<<<<

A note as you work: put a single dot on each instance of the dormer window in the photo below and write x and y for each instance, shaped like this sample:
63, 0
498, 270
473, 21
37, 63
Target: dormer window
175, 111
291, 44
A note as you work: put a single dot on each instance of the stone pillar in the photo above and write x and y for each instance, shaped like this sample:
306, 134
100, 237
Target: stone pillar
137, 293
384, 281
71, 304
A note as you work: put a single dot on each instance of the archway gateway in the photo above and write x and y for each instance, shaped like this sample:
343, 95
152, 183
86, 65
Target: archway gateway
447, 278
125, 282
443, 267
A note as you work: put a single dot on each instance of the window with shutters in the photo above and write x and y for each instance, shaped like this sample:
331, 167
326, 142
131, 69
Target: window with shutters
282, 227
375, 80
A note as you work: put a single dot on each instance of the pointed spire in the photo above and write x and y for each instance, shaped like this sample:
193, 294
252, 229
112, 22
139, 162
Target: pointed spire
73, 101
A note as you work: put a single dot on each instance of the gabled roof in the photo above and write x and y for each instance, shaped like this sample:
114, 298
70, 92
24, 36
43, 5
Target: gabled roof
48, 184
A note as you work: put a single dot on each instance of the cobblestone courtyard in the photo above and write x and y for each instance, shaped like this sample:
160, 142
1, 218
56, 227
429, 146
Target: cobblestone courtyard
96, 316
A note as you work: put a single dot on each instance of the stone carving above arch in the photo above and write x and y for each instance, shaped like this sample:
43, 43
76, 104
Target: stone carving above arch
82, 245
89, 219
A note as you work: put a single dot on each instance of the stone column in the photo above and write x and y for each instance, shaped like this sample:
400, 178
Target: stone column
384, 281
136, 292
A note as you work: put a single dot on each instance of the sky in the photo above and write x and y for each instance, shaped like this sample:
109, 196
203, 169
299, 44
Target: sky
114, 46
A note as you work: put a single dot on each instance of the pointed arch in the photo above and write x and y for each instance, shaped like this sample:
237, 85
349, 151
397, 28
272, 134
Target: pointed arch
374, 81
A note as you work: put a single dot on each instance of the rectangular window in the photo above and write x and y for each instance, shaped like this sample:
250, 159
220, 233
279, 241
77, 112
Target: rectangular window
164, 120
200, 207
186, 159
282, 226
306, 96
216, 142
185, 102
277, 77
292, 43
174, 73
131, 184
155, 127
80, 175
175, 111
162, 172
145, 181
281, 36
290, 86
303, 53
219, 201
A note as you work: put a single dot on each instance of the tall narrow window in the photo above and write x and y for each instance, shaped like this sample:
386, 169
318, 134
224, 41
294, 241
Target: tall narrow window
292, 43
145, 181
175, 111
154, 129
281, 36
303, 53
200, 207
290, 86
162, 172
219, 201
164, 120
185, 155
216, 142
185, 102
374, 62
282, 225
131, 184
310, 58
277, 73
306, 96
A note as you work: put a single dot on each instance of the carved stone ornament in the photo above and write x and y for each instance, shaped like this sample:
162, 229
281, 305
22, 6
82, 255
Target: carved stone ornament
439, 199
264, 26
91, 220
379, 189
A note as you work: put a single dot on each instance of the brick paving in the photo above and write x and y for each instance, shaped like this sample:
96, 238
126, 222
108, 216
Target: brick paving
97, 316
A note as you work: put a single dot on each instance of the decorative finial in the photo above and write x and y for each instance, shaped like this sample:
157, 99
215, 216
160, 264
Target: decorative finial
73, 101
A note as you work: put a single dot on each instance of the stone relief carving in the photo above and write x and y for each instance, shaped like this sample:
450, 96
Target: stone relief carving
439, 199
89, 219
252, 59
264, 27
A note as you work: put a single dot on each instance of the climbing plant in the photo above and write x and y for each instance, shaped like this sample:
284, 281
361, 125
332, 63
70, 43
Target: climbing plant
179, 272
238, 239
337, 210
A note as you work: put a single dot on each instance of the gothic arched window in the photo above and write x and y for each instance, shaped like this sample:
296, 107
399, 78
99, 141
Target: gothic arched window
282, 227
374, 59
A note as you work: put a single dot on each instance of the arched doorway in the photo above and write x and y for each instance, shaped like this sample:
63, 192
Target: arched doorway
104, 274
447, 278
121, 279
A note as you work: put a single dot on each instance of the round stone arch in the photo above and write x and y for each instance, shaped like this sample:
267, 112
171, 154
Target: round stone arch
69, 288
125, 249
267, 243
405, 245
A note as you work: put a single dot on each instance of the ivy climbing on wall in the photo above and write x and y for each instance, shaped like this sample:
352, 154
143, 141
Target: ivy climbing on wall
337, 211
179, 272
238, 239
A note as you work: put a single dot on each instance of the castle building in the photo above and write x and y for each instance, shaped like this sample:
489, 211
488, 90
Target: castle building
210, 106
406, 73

>>>>

* _AIM OF THE TASK_
Copy, please, exactly the lines that start at the first line of the data and end at the line containing "the stone pillar", both kept and no others.

* _RESULT OF THIS TASK_
A note as you work: put a single dot on each instance of the dormer window in the photo below and write x and y for each instance, shaped like this sample:
63, 0
498, 270
473, 21
37, 63
Target: dormer window
175, 111
291, 44
A note as you work: put a single dot on each instance of the stone pillar in the photo above and write x and y for each instance, shaped like this sample:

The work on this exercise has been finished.